WHAT TO WORK ON
Please rewrite the stretch from "I don’t mean" through "wife and I." in the essay on collecting children's books, changing "teething toys" to "chew toys".

READING TEXT

· · · · ·

Collecting Children’s Books: For the love of the book (and the kid)
By penning the new book “Collecting Children’s Books,” authors Noah Fleisher and Lauren Zittle are aiding those dedicated to developing new generations of readers, as well as exploring children’s literature as a collectible genre.
By Noah Fleisher
There is a photograph that hangs in our house of my infant daughter and me (Fiona is 9 now, as of the printing of Collecting Children’s Books, though I’m a bit baffled how that’s happened), taken by my wife when our girl was a few precious months old. It shows us sitting together, my cheek resting gently against her head – she smelled like sugar cookies when she was a baby and I couldn’t get enough of it – as she stares off into the distance. I am reading to her Margaret Wise Brown’s classic Goodnight Moon.
That picture makes my heart swell every time I pass it. My baby girl, so sweet and smoochable; the
book, so simple, profound and readable. I cannot see the oranges and greens of the little bunny’s room without being instantly transported back to those early days of Fiona’s life (and wanting to say goodnight to a bowlful of mush). When she was born in early 2006, we bought her that book and two others: The Very Hungry Caterpillar by Eric Carle and Guess How Much I Love You by Sam McBrantney. Neither my wife nor I could have foreseen the journey that was about to unfold for us, a journey that I get to live from beginning to end every single time I look at that lovely little snapshot.
I don’t mean the journey of parenting – an adventure unto itself like no other, as many of you reading this can certainly testify to – but, rather, that of the world of Children’s Books. Those three simple cardboard books, which we would read countless thousands of times to her, over and over and over – and which would serve as teething toys to her a few months down the line while we expanded her library – were a revelation to both my wife and I.
We read to her from the moment we brought her home. I mean it. Within an hour of her introduction to the apartment where we lived, she was in my lap listening to that baby bunny in Goodnight Moon. What followed those first few weeks and years were more children’s books, some classic, some not-so classic. It didn’t matter. My wife was a ravenous compiler of book piles carted out from the local library. She stored the titles away in her database of a brain; we read hundreds of pages a week.

· · · · ·

ROWS
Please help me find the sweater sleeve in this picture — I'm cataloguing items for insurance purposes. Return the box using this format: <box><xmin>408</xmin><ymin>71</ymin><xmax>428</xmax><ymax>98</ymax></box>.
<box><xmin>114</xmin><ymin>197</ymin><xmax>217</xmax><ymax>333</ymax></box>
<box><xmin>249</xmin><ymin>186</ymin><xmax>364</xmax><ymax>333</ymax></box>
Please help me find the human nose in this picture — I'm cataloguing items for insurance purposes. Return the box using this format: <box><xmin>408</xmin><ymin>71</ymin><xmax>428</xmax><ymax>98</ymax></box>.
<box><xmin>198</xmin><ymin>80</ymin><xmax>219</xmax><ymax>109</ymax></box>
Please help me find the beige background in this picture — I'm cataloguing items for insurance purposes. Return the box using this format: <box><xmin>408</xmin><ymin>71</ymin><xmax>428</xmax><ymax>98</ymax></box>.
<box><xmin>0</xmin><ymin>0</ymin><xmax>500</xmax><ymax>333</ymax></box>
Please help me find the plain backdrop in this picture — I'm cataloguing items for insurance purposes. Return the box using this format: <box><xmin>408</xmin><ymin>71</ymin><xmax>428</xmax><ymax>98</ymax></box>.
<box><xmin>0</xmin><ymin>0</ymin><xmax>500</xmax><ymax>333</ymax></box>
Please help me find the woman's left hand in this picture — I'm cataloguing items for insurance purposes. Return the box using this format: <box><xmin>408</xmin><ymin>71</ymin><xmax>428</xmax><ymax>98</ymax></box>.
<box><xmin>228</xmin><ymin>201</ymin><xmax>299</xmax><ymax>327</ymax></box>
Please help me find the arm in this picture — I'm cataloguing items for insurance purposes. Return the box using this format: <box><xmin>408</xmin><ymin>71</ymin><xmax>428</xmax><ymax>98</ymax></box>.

· · · · ·

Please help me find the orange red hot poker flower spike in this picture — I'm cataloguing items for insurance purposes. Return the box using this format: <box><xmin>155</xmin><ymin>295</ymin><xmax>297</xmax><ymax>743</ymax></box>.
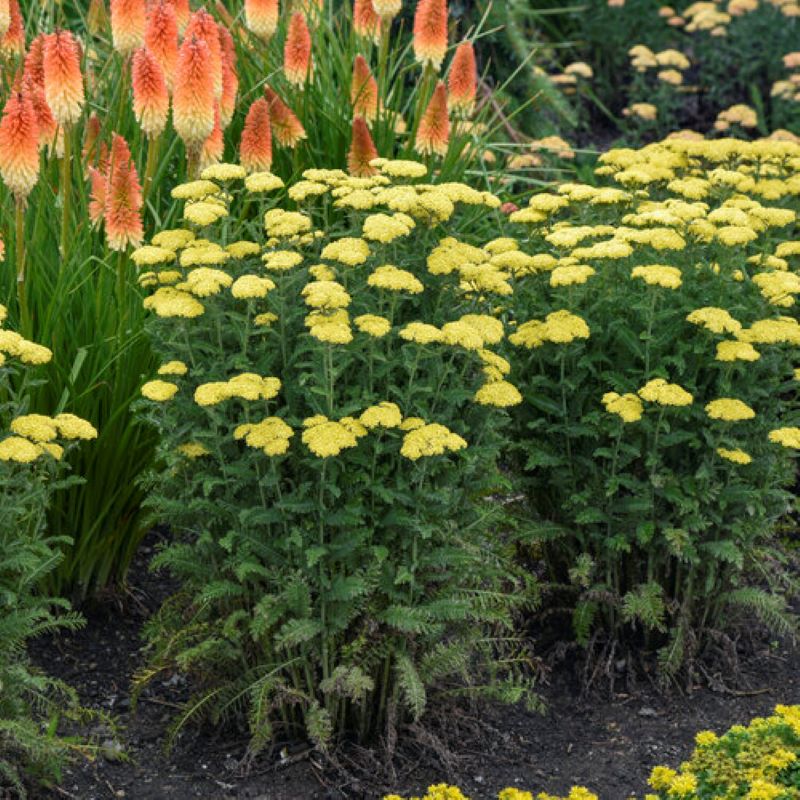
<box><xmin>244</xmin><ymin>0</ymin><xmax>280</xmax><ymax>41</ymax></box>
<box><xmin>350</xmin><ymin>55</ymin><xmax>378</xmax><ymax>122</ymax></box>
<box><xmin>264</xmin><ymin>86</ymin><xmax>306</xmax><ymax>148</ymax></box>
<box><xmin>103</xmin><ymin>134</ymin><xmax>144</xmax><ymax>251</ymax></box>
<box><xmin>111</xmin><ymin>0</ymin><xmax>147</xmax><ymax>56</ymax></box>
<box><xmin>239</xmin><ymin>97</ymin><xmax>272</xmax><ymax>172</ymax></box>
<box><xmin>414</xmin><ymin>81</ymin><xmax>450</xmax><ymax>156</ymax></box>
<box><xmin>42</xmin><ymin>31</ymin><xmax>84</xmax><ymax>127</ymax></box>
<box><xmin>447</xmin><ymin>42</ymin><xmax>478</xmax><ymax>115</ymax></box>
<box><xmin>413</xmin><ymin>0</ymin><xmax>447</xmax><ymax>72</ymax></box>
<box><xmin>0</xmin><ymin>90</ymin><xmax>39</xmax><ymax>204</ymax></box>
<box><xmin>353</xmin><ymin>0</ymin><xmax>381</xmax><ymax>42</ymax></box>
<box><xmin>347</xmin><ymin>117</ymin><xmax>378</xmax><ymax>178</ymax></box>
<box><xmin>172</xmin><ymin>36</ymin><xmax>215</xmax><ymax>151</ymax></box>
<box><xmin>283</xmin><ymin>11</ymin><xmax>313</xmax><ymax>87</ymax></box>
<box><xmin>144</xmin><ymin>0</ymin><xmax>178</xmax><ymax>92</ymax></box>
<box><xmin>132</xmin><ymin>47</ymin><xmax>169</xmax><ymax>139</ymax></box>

· · · · ·

CORRECT RESULT
I don’t mean the journey of parenting – an adventure unto itself like no other, as many of you reading this can certainly testify to – but, rather, that of the world of Children’s Books. Those three simple cardboard books, which we would read countless thousands of times to her, over and over and over – and which would serve as chew toys to her a few months down the line while we expanded her library – were a revelation to both my wife and I.